Extrait du document:
--

Moi Vincent Labrune, « Au nom du père »
Paris, 27 décembre
Ligue de football professionnel
DNCG / Direction nationale du contrôle de gestion
Compte-rendu de l’audition du président de l’Olympique de Marseille, le 2 décembre 2011 / À l’attention du président de la Ligue / Classé Confidentiel bleu
Président,
J’ai l’honneur de porter à votre connaissance les principaux faits saillants de l’audition devant nos services du nouveau président de l’Olympique de Marseille.
Comme vous le savez, la DNCG avait décidé de convoquer l’équipe dirigeante de l’OM après que celle-ci a annoncé un trou de 455 000 euros dans son budget à l’issue de la dernière saison. Entretemps, ce trou s’est agrandi pour atteindre 15 millions d’euros en fin d’année, et pourrait s’élever l’été prochain à 20 millions d’euros (2). Si elles se confirment, ces pertes représenteraient plus de 15 % du budget du vice-champion de France, situation inacceptable selon les règles comptables de la Ligue.
Mais cette réunion était surtout l’occasion de rencontrer pour la première fois celui que la presse décrit comme « le nouvel homme fort » de l’OM : Vincent Labrune. Vous avez déjà eu l’occasion de le croiser lors de son élection au conseil d’administration de la Ligue mais j’espère, comme vous me l’avez demandé, vous apporter un point de vue complémentaire et objectif sur le personnage.

--

Section des données:
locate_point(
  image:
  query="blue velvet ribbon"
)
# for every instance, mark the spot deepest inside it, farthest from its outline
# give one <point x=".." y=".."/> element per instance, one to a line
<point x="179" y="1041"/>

--

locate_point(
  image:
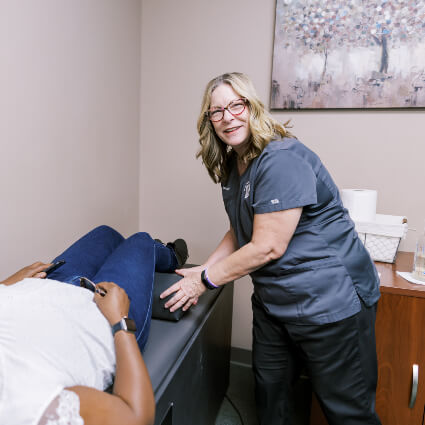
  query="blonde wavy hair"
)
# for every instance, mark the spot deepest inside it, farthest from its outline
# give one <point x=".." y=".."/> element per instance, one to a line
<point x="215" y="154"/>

--

Liste des tâches:
**1.** Reproduisez le passage du compte-rendu de la DNCG compris entre « Mais cette réunion » et « sur le personnage. », ces deux segments inclus.
**2.** Résumez le compte-rendu de la DNCG en deux phrases.
Les lignes ne jouent aucun rôle ici.

Réponses par tâche:
**1.**
Mais cette réunion était surtout l’occasion de rencontrer pour la première fois celui que la presse décrit comme « le nouvel homme fort » de l’OM : Vincent Labrune. Vous avez déjà eu l’occasion de le croiser lors de son élection au conseil d’administration de la Ligue mais j’espère, comme vous me l’avez demandé, vous apporter un point de vue complémentaire et objectif sur le personnage.

**2.** La DNCG a convoqué l'équipe dirigeante de l'Olympique de Marseille après l'annonce d'un trou de 455 000 euros dans son budget. Ce trou a depuis atteint 15 millions d'euros et pourrait s'élever à 20 millions l'été prochain, mais l'audition du 2 décembre 2011 servait surtout à rencontrer pour la première fois Vincent Labrune, que la presse décrit comme « le nouvel homme fort » du club.